— Provided records —
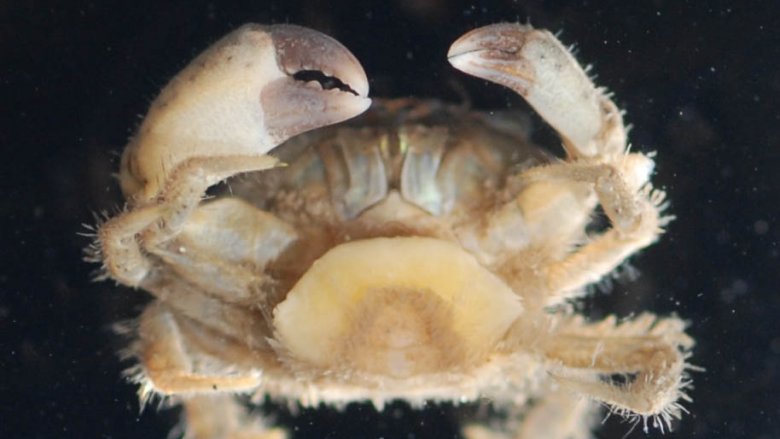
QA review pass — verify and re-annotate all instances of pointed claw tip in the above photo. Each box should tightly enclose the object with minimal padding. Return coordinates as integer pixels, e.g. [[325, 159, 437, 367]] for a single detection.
[[269, 24, 368, 98]]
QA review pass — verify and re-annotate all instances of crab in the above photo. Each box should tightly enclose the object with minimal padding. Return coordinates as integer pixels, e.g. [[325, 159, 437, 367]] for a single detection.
[[94, 24, 693, 439]]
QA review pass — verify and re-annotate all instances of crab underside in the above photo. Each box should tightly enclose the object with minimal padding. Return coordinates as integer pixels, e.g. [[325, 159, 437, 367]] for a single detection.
[[95, 24, 693, 439]]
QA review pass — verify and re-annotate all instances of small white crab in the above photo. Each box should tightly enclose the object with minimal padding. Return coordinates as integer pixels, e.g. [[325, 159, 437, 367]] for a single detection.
[[91, 24, 693, 439]]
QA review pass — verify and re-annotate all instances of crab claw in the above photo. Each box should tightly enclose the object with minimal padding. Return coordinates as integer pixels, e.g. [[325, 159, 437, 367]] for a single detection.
[[260, 25, 371, 144], [447, 23, 625, 157], [120, 24, 371, 199]]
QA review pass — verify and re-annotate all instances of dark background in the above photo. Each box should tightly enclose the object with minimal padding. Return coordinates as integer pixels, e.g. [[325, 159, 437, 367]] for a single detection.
[[0, 0, 780, 439]]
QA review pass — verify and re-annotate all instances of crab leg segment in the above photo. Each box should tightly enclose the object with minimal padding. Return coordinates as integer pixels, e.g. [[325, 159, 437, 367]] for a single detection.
[[545, 314, 693, 426], [447, 23, 625, 158], [98, 24, 371, 286]]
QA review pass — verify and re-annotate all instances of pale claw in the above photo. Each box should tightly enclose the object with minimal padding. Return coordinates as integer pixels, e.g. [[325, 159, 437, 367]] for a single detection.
[[447, 23, 625, 158], [260, 25, 371, 141], [120, 24, 371, 200]]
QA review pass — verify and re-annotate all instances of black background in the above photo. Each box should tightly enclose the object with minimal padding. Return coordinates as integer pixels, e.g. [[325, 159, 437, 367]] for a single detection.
[[0, 0, 780, 439]]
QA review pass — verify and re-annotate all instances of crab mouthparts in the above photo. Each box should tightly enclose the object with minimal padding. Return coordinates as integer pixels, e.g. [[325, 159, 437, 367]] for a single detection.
[[274, 237, 522, 378]]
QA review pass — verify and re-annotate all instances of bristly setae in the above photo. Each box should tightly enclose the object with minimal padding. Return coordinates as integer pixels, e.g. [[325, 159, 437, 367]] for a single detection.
[[95, 24, 693, 439]]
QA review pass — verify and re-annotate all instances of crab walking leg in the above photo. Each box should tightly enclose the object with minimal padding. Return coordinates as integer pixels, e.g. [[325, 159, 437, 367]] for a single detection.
[[463, 389, 597, 439], [134, 302, 261, 401], [544, 314, 693, 426], [141, 273, 270, 352], [523, 163, 670, 305], [183, 394, 287, 439], [150, 198, 297, 306], [98, 24, 371, 286], [447, 23, 626, 158], [98, 156, 277, 287]]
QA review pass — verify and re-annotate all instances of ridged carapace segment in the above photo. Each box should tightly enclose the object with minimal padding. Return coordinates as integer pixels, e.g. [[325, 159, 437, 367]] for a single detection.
[[274, 237, 522, 377]]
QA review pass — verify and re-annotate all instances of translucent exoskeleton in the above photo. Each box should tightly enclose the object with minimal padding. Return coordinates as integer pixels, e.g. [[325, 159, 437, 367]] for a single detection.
[[93, 24, 693, 439]]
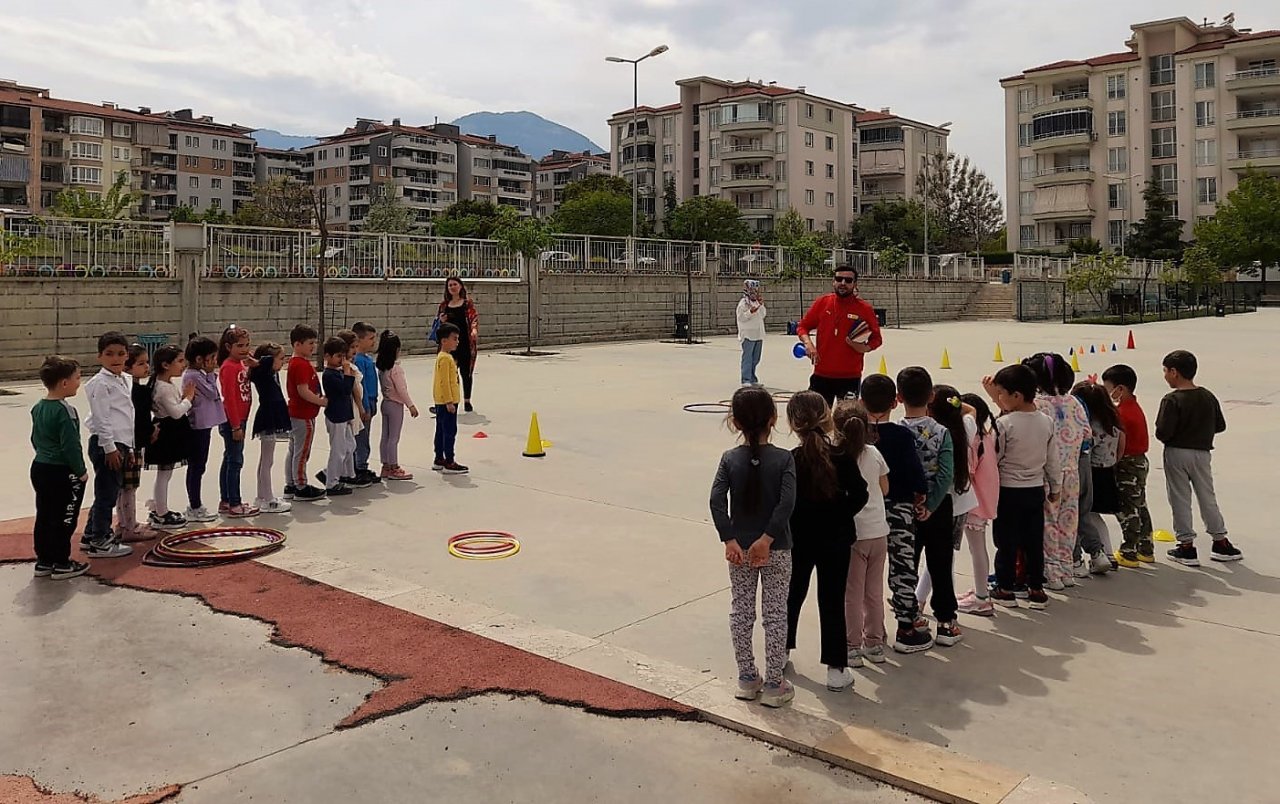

— Problem to work on —
Which lines in the data above contain the string "segment"? Report each such line in full, and treat uppercase and lowercase as different.

— Result of this exercise —
QA review pass — verify and re-annotate all instances of crab leg segment in the above photo. Each box should tightly enclose the object with minimal padding. Return coordinates as integer pixels, e.g. [[325, 159, 437, 367]] for a single detection.
QA review pass — verify and re-annotate all instances of ridged carapace segment in the above photo. Each box should tightly enclose the object with minimal padding. Return coordinates as integer pixels, e.g. [[325, 159, 437, 367]] for a single detection.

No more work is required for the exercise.